### Text section
[start]

J. Kissel, S. Kandhasamy
As we begin to produce the systematic error budget for H1's response function, we're looking to figure out how to address the clipping of light going into H1 PCAL Y's RX PD that had been revealed in early January (see LHO aLOG 33108 and 33187).
Because we got extremely lucky and took the 2017-01-03 reference measures at a time when the clipping -- which had been found to be slowly varying as a function of time -- had varied briefly back to nominal, this problem does not create any impact on the static, frequency-dependent part of the calibration pipeline. However, because the small, time-dependent correction factors are calculated using the H1 PCALY RXPD, these correction factors are systematically biased.
Working through the math of T1500377, specifically Eqs. 9, 12, 15, and 16, one can see that while the cavity pole frequency estimate would not be impacted, the scalar correction factors are:
If
x_pcal' = eps x_pcal
where eps is a real number (the number to convert the apparent displacement, x_pcal, into the real displacement, x_pcal'), then
kappa_TST' = eps kappa_TST
and
kappa_PU' = (1 / A_0^PU) [A_total' - kappa_TST' A_0^TST]
(A_total' = eps A_total, from Eq. 11)

[end]

### Stored data
[start]

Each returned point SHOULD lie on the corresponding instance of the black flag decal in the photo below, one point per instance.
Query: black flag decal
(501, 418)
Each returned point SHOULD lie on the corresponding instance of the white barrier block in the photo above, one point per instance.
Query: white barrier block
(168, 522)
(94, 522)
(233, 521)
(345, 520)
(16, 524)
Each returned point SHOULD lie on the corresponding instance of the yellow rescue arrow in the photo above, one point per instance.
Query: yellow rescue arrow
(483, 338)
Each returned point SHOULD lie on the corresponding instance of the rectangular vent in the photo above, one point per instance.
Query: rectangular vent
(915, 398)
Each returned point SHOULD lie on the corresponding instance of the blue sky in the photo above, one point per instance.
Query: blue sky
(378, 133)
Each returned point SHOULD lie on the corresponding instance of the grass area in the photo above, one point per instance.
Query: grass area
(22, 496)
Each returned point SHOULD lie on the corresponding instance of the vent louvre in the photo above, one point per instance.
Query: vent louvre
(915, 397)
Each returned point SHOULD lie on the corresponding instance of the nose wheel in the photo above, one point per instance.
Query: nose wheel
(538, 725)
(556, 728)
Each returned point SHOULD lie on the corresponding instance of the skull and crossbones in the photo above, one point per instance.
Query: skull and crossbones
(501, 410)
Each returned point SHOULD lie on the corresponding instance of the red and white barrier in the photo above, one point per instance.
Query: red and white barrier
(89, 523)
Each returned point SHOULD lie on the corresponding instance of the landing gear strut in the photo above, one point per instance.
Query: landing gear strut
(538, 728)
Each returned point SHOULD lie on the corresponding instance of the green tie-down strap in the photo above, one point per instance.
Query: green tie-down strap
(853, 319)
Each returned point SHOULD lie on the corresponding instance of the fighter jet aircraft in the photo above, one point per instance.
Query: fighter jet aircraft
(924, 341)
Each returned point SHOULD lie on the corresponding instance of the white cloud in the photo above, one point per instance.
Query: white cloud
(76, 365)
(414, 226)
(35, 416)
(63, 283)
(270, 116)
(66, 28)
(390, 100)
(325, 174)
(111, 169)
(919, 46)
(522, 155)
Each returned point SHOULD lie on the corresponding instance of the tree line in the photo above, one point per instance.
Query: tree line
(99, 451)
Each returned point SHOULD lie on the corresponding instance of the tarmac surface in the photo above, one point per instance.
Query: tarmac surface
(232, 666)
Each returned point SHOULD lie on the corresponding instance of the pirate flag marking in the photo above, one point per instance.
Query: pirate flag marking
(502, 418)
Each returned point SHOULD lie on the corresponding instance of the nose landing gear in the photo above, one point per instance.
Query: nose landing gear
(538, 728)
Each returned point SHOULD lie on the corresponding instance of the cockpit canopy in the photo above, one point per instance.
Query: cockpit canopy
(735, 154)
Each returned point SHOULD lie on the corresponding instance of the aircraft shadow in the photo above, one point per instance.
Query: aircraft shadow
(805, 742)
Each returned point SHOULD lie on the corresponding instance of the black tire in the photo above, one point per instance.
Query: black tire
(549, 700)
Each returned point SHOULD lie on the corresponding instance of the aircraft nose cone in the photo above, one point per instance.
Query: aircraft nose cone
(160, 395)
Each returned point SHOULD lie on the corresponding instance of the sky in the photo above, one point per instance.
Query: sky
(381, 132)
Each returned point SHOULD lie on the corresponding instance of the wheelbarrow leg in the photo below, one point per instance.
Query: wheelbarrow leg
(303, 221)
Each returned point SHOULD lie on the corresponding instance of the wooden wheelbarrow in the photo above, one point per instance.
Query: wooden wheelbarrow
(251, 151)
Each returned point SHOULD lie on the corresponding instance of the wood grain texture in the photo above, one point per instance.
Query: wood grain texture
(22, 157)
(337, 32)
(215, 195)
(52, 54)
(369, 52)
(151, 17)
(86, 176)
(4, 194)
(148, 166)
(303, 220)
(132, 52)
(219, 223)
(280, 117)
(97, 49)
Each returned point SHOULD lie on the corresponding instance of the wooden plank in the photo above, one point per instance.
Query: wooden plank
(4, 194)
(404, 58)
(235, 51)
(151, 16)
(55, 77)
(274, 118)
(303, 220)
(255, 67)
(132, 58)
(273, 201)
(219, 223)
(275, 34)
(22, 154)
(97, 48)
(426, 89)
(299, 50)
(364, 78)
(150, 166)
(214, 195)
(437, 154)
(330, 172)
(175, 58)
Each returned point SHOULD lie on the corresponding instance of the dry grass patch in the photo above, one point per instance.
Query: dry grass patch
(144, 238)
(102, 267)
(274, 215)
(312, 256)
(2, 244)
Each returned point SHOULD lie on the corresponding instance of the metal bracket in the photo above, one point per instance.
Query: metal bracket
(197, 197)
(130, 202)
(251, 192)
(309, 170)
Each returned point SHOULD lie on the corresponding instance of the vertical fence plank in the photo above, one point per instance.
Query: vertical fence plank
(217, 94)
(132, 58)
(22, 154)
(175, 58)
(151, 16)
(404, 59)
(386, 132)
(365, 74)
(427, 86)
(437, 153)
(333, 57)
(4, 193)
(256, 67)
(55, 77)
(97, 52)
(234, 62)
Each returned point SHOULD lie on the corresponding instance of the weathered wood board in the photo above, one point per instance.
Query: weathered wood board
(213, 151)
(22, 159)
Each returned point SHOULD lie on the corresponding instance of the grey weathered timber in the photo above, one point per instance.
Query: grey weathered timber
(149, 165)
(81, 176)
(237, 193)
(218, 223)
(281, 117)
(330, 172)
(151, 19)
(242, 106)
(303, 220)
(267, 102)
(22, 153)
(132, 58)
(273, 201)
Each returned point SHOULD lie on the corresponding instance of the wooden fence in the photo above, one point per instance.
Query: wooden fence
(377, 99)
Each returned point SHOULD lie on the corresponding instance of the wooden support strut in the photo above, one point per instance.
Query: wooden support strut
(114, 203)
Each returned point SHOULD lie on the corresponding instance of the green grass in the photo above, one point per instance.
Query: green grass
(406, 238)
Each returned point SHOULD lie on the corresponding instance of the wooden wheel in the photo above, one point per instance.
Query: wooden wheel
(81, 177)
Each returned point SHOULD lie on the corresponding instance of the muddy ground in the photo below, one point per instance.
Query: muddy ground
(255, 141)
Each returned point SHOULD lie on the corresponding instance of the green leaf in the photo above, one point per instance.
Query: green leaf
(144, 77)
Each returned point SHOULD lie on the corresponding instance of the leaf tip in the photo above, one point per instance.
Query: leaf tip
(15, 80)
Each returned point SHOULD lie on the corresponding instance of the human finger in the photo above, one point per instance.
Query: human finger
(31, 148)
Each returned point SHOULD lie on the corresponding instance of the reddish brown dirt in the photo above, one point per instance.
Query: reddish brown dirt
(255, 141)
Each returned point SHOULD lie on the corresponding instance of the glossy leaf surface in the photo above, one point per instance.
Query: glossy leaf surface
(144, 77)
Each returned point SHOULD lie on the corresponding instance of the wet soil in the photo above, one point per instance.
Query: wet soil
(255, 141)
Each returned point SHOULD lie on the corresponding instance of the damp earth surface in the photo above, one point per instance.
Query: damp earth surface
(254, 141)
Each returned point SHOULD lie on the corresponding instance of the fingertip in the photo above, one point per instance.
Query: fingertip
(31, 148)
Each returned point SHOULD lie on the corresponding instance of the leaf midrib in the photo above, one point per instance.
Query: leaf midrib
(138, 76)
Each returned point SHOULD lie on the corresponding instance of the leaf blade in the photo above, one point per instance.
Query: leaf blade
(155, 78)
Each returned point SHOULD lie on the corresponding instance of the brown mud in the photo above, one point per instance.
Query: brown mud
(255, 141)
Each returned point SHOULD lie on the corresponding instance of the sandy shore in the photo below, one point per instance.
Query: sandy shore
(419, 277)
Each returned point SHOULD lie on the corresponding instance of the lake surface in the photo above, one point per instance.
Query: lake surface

[end]
[start]

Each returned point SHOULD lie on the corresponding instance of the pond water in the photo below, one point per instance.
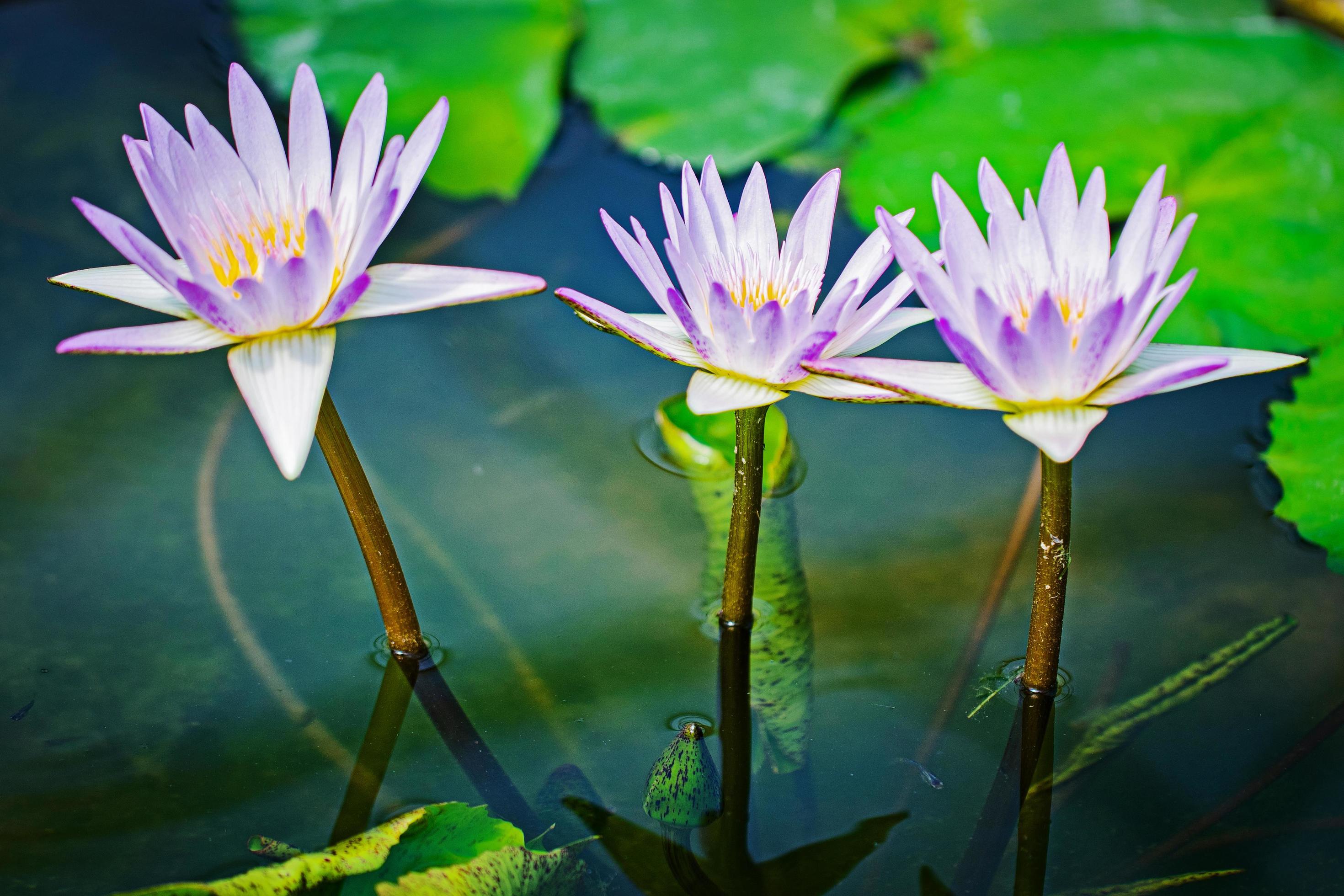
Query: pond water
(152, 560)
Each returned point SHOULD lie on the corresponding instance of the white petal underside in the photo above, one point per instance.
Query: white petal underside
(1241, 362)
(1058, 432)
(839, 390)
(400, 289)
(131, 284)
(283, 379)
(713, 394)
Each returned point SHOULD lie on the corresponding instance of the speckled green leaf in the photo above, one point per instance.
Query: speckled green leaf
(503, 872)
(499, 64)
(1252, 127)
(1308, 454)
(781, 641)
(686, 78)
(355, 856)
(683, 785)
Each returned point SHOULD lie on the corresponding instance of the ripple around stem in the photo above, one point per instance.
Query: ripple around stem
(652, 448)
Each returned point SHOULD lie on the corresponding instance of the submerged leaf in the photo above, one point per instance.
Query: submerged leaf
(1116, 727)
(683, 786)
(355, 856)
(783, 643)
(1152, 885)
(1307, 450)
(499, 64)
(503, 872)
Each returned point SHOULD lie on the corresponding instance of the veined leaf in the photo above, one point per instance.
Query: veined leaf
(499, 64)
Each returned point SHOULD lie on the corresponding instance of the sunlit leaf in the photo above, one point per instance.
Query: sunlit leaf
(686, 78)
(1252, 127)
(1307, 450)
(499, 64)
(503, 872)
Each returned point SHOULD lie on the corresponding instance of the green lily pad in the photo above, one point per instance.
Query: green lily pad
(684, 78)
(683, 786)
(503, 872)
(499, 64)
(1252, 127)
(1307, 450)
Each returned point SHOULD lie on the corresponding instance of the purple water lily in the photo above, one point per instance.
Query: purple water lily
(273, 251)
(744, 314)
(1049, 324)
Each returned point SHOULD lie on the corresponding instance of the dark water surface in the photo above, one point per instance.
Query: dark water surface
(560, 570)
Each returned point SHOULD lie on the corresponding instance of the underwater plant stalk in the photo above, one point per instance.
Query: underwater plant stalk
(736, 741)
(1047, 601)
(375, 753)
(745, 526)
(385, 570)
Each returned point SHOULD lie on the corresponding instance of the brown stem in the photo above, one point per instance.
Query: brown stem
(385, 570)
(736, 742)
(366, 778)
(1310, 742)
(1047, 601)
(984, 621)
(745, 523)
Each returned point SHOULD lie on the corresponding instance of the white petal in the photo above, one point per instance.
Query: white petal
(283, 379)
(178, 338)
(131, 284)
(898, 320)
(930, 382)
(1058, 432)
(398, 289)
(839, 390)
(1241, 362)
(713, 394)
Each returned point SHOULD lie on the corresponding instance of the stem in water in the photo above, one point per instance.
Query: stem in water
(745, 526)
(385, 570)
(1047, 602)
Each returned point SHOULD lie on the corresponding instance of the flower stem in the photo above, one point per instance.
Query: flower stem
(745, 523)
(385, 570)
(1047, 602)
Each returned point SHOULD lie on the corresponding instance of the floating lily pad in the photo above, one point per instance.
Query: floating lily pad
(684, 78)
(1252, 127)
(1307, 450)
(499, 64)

[end]

### Task directions
Continue the calibration note on the clipped H1 PCAL Y receiver light, picking up right after its last line.

### Output for this exercise
= (eps / A_0^PU) [A_total - kappa_TST A_0^TST]
= eps kappa_PU
and finally,
S' = (1 / C_res) [ x_pcal' / d_err - D_0 (kappa_TST' A_0^TST + kappa_PU' A_0^PU)]^-1
S' = eps S
such that
kappa_C' = |S'|^2 / Re[S'] = (1 / eps) kappa_C
which means that we can simply scale the entire response function with this time-dependent systematic error:
R' = [1 / (kappa_C' C_0) ] + [kappa_PU' A_0^PU + kappa_TST' A_0^TST]
= [eps / (kappa_C C_0)] + eps [kappa_PU A_0^PU + kappa_TST A_0^TST]
R' = eps R
I attach a 77 day minute trend of the ratio between RXPD and TXPD that's been obtained from data viewer***. I'm not yet advocating that time-series this be used as the representative systematic error, but I post it to be demonstrative. Stay tuned on how this data is encorporated into the uncertainty / error budget.
*** Because it's data viewer, it spits out some dumb Julian calendar time vector. Just subtract off the first value, and you get a time vector in days since the start of the trend, which is Nov 30 2016 00:54:44 UTC.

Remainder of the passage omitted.